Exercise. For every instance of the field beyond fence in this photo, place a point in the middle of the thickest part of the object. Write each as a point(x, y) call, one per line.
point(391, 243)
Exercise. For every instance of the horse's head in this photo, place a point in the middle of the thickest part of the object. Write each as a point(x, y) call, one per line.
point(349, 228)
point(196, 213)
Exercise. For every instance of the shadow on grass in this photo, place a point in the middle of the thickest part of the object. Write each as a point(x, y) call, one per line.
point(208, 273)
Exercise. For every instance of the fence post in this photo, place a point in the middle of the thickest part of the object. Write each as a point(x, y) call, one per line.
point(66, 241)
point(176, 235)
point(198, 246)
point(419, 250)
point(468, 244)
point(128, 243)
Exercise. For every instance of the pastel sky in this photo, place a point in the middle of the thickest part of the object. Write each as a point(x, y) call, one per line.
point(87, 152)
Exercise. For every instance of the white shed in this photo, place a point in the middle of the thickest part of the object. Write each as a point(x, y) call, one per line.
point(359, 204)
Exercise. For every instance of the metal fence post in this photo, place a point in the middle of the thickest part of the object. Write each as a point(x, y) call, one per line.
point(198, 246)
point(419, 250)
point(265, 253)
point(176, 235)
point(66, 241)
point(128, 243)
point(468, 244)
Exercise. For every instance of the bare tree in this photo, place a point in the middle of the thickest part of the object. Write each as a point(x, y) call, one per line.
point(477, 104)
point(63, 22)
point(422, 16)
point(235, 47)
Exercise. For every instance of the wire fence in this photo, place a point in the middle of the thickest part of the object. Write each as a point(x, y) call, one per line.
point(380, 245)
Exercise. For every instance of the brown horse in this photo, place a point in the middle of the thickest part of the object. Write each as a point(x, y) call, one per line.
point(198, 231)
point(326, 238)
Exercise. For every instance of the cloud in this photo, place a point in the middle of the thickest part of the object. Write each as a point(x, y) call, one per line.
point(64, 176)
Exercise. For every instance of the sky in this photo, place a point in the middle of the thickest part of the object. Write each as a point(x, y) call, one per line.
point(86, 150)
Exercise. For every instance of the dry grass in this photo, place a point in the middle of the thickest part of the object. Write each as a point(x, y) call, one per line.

================================

Task objective
Reproduce every line of the records above word for word, with no changes.

Full answer
Exercise. For every instance of the field beyond fence in this photo, place a point in the middle of the thickest part of the object. Write each as a point(x, y) call, one per line.
point(391, 243)
Exercise. For every instance of the horse's head in this photo, place a point in the middle of the thickest part of the object. Write each as a point(x, y) call, one per line.
point(349, 228)
point(196, 213)
Exercise. For every instance of the shadow on grass in this photo, place a point in the middle of the thickest part of the object. Write each as a point(x, y) call, one per line.
point(208, 273)
Exercise. For every instance of the fence post in this photo, place a point in the middle of the thickest part of the object. Write each as a point(x, y) call, one per line.
point(66, 241)
point(176, 235)
point(198, 246)
point(419, 250)
point(468, 244)
point(128, 243)
Exercise. For every instance of the pastel sky in this photo, place a point in the middle of the thickest part of the object. Write each as a point(x, y) call, one per line.
point(87, 152)
Exercise. For every instance of the white shed in this photo, place a point in the middle of the thickest part of the object. Write each as a point(x, y) call, one per line.
point(359, 204)
Exercise. For every instance of the metal fence post in this photo, place a point in the middle of the thickest part of the object. Write each as a point(x, y) call, one per line.
point(198, 246)
point(419, 250)
point(265, 253)
point(176, 235)
point(66, 241)
point(128, 243)
point(468, 244)
Exercise. For every instance of the bare tree in this photo, place a point in the middle of the thickest part of the object. Write each as a point(x, y) call, one per line.
point(477, 104)
point(63, 22)
point(422, 16)
point(235, 47)
Exercise. For every instance of the wire fence in this photo, place a point in the middle of the thickest part of the object. Write each as a point(x, y) call, one per line.
point(380, 245)
Exercise. For every instance of the brown horse in this photo, place a point in the middle of the thickest part of the object. Write each as a point(x, y) call, one per line.
point(198, 231)
point(326, 238)
Exercise. For every instance of the cloud in this photo, place a point in the middle of the thickest part of the object. Write each as a point(x, y) call, one per line.
point(64, 176)
Exercise. For every instance of the sky in this photo, place a point in the middle of the thickest part of the object. Write each as a point(x, y) call, one per line.
point(86, 150)
Exercise. For every instance of the dry grass in this photo, place a point in the middle of the thickest part of the object. Write each as a point(x, y) call, one per line.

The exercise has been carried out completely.